指示文 A:
本文で、職場の人間関係の行き違いを嘆く人のことを筆者が内心可笑しく思ったのはなぜか。本文に書かれた理由を1〜3文で説明せよ。
指示文 B:
本文について次の問いに答えよ。
(i) 筆者は新極真会の第8回世界大会で何位だったか。
(ii) 嘆いていた職場の人は、倉庫の入り口に何を置きっぱなしにしていたか。
(iii) サウナの来場者は、湯船の湯が汚かったのはどういう時だったと言っていたか。

本文:
空手のススメ、徳島の田舎道場から

written by 逢坂祐一郎(新極真会 第8回世界大会 2位)

身体を使った気遣いのススメ、空手の稽古で身につく良質な社会的マナーの下地

 先ごろ、ある職場の人が「皆んな自分の事ばかり考えて、人 ( 同じ職場で働く同僚たち ) の事を考えていない。」と、職場の人間関係の行き違いを嘆いているのを耳にしました。
 そう嘆いている人も、職場の同僚がよく出入りする倉庫の入り口に、出入りに邪魔になるように自分の使った台車を置きっぱなしにする人だったので内心、可笑しく思いました。

 また、私は温泉が好きで近くの温泉によく行きますが、先ごろ温泉に併設されているサウナで、ある来場者が「この前は客が多くて、湯船の湯が汚かった。」と、その来場者の知人に愚痴っているを耳にしました。
 サウナに入る人の多くは、サウナの後に身体を冷やすために水風呂に入りますが、そのためにはサウナで掻いた汗を水風呂に入る前に流して入るのが常識です。

エントリー:
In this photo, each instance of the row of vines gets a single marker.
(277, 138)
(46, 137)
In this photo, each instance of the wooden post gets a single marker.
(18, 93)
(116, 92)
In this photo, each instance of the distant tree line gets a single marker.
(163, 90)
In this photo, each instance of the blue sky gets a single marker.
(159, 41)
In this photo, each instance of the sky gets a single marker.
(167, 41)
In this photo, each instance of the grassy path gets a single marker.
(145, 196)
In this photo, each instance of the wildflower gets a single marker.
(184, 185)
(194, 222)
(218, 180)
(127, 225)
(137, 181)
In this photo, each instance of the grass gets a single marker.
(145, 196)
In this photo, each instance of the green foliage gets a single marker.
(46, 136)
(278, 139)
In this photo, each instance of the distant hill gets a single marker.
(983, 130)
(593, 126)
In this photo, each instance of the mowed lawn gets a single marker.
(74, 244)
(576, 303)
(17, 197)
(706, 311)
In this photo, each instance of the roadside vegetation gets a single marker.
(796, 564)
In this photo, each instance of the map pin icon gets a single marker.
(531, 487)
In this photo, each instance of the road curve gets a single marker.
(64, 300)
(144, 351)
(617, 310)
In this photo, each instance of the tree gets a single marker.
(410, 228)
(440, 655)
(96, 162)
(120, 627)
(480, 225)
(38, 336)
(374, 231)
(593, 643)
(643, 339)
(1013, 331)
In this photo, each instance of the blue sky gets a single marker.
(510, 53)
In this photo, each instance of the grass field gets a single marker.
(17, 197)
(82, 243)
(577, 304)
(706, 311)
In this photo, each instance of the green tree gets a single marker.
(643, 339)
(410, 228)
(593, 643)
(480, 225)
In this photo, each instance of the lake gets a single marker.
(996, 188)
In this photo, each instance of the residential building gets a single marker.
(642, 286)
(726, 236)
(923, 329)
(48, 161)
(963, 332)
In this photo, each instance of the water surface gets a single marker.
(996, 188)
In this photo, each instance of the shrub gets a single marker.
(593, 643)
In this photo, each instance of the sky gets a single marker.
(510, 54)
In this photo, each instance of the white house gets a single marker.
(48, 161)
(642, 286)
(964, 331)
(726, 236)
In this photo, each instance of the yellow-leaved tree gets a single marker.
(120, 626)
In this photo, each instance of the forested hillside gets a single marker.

回答全文 A:
その人は「皆んな自分の事ばかり考えて、人の事を考えていない」と嘆いていた。ところがその人自身も、同僚がよく出入りする倉庫の入り口に、出入りの邪魔になるように自分の使った台車を置きっぱなしにしていた。そのため筆者は内心可笑しく思った。

回答全文 B:
(i) 2位
(ii) 自分の使った台車
(iii) 客が多かった時(「この前」)